Exercise =>
The output must be the data, printed exactly as written.

§

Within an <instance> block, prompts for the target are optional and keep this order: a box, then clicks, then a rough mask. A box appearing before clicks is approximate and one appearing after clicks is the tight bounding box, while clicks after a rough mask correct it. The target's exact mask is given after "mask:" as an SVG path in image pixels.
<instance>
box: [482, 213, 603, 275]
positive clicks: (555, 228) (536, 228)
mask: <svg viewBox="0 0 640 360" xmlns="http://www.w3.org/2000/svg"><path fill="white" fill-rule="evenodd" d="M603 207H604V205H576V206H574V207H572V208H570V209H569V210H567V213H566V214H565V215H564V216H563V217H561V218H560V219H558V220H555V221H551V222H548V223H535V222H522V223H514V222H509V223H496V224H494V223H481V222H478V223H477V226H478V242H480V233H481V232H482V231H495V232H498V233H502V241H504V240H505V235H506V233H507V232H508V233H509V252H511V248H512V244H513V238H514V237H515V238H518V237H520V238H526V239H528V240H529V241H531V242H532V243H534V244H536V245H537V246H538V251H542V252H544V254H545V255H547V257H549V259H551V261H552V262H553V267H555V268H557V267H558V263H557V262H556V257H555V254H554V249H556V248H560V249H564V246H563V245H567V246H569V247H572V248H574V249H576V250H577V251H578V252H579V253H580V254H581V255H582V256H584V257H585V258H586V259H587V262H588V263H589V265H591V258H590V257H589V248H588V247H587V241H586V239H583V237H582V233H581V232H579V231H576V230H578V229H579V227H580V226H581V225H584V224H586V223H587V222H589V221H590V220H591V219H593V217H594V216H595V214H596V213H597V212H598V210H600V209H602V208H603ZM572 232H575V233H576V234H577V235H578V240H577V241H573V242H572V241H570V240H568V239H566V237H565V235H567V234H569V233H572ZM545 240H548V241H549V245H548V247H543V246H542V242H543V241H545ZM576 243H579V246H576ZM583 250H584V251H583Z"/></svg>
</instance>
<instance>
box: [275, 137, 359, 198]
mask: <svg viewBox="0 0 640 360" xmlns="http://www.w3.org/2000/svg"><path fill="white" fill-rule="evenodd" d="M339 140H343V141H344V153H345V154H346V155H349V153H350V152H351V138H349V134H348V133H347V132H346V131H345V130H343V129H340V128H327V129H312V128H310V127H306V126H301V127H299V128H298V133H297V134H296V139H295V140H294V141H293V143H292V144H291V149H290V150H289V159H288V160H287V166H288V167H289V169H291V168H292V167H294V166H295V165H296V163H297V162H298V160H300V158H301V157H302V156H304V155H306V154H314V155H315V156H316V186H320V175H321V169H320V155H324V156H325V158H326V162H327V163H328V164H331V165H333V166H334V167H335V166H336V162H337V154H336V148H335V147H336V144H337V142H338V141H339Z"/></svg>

§

Finished task =>
Within an <instance> block, prompts for the target are optional and keep this order: a box, then clicks, then a rough mask. A box appearing before clicks is approximate and one appearing after clicks is the tight bounding box, while clicks after a rough mask correct it. The target's exact mask is given after "mask:" as an SVG path in image pixels.
<instance>
box: [482, 213, 603, 275]
positive clicks: (555, 228) (536, 228)
mask: <svg viewBox="0 0 640 360" xmlns="http://www.w3.org/2000/svg"><path fill="white" fill-rule="evenodd" d="M603 207H604V205H576V206H574V207H572V208H570V209H569V210H567V213H566V214H565V215H564V216H563V217H561V218H560V219H558V220H555V221H551V222H548V223H535V222H522V223H514V222H509V223H496V224H494V223H481V222H478V223H477V226H478V242H480V233H481V232H482V231H495V232H498V233H502V241H504V240H505V235H506V233H507V232H508V233H509V252H511V248H512V244H513V238H514V237H515V238H518V237H520V238H526V239H528V240H529V241H531V242H532V243H534V244H536V245H537V246H538V251H542V252H544V254H545V255H547V257H549V259H551V261H552V262H553V267H555V268H557V267H558V263H557V262H556V257H555V254H554V249H556V248H560V249H564V246H563V245H567V246H569V247H572V248H574V249H576V250H577V251H578V252H579V253H580V254H581V255H582V256H584V257H585V258H586V259H587V262H588V263H589V265H591V258H590V257H589V248H588V247H587V241H586V239H583V237H582V233H581V232H579V231H576V230H578V229H579V227H580V226H581V225H584V224H586V223H587V222H589V221H590V220H591V219H593V217H594V216H595V214H596V213H597V212H598V210H600V209H602V208H603ZM572 232H575V233H576V234H577V235H578V240H577V241H573V242H572V241H570V240H568V239H566V237H565V235H567V234H569V233H572ZM545 240H548V241H549V245H548V247H543V246H542V242H543V241H545ZM576 243H579V246H576ZM583 250H584V251H583Z"/></svg>
</instance>
<instance>
box: [275, 137, 359, 198]
mask: <svg viewBox="0 0 640 360" xmlns="http://www.w3.org/2000/svg"><path fill="white" fill-rule="evenodd" d="M339 140H343V141H344V153H345V154H346V155H349V153H350V152H351V138H349V134H348V133H347V132H346V131H345V130H343V129H340V128H327V129H312V128H310V127H306V126H301V127H299V128H298V133H297V134H296V139H295V140H294V141H293V143H292V144H291V149H290V150H289V159H288V160H287V166H288V167H289V169H291V168H292V167H294V166H295V165H296V163H297V162H298V160H300V158H301V157H302V156H304V155H306V154H314V155H315V156H316V186H320V175H321V169H320V155H324V156H325V158H326V162H327V163H328V164H331V165H333V166H334V167H335V166H336V162H337V154H336V148H335V147H336V144H337V142H338V141H339Z"/></svg>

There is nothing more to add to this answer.